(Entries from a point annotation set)
━━━━

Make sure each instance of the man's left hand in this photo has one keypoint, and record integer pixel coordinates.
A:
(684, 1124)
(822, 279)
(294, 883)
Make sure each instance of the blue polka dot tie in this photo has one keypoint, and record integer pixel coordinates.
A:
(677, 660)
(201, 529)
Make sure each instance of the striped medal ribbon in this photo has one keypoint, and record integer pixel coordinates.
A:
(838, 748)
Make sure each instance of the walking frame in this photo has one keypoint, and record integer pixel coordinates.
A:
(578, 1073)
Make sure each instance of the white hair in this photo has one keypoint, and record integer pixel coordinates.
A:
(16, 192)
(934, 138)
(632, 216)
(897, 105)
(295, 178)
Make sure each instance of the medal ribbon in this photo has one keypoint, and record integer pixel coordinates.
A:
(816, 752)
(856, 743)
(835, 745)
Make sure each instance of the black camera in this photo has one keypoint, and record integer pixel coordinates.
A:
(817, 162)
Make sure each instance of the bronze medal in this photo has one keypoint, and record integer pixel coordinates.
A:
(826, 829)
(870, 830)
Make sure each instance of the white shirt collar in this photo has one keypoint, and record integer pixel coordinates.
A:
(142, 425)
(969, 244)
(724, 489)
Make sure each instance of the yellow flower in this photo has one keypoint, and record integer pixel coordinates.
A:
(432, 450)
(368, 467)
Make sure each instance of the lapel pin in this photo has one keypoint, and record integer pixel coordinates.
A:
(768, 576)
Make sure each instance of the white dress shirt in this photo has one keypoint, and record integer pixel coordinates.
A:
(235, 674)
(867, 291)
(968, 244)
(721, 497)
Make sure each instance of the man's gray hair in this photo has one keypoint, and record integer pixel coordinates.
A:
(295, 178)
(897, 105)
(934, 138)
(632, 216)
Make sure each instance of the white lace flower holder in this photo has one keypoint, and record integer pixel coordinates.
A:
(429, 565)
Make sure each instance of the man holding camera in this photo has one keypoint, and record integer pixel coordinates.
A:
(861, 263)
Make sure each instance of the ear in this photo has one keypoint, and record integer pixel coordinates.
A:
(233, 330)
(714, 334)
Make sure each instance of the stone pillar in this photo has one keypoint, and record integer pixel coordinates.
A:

━━━━

#### Your goal
Render the stretch of the data from the line containing "Make sure each instance of the striped" through the end of the data as a JSON list of strings, one string per line, leaving out blank lines.

#### The result
[
  "Make sure each instance of the striped medal ribbon in this photo has one keypoint, and record integer pixel coordinates.",
  "A:",
  "(838, 748)",
  "Make sure each instance of the walking frame in this photo has one keypoint, and record integer pixel coordinates.",
  "A:",
  "(578, 1073)",
  "Make sure each instance of the white hair in this photo has one keypoint, and record integer pixel coordinates.",
  "A:",
  "(16, 192)",
  "(934, 138)",
  "(632, 216)",
  "(897, 105)",
  "(295, 178)",
  "Make sure each instance of the medal ribbon in this photo has one keypoint, and record integer pixel coordinates.",
  "A:",
  "(816, 752)",
  "(856, 743)",
  "(835, 745)",
  "Make sure each instance of the black camera in this photo has one keypoint, and record integer pixel coordinates.",
  "A:",
  "(817, 162)",
  "Make sure each instance of the bronze medal in this photo has one keypoint, and record integer pixel coordinates.",
  "A:",
  "(826, 829)",
  "(870, 830)",
  "Make sure each instance of the white shirt collar in this photo has one keypoint, and record integer pixel coordinates.",
  "A:",
  "(142, 425)",
  "(969, 244)",
  "(724, 489)",
  "Make sure each instance of the yellow flower in this photo has one keypoint, and record integer pixel coordinates.",
  "A:",
  "(432, 450)",
  "(368, 467)",
  "Make sure each instance of the lapel pin in this photo has one keypoint, and record integer pixel coordinates.",
  "A:",
  "(768, 576)",
  "Make sure each instance of the white dress shirt in this photo has one keypoint, and record integer pixel coordinates.",
  "A:",
  "(235, 674)",
  "(867, 291)",
  "(968, 244)",
  "(721, 497)",
  "Make sure each instance of the man's gray hair in this photo has one keypoint, and record integer pixel coordinates.",
  "A:",
  "(295, 178)",
  "(897, 105)",
  "(934, 138)",
  "(632, 216)",
  "Make sure each instance of the white lace flower holder in this photo has one keypoint, and record integer pixel coordinates.",
  "A:",
  "(429, 565)",
  "Make sure each instance of the man holding camera in this photo has one keypoint, and record integer pixel coordinates.",
  "A:",
  "(861, 263)",
  "Make sure each instance of the ear in this photo has one keypoint, and record integer pixel coordinates.",
  "A:",
  "(233, 330)",
  "(714, 334)",
  "Make sure each instance of the stone pillar in this photo has one keypoint, and record integer pixel coordinates.",
  "A:"
]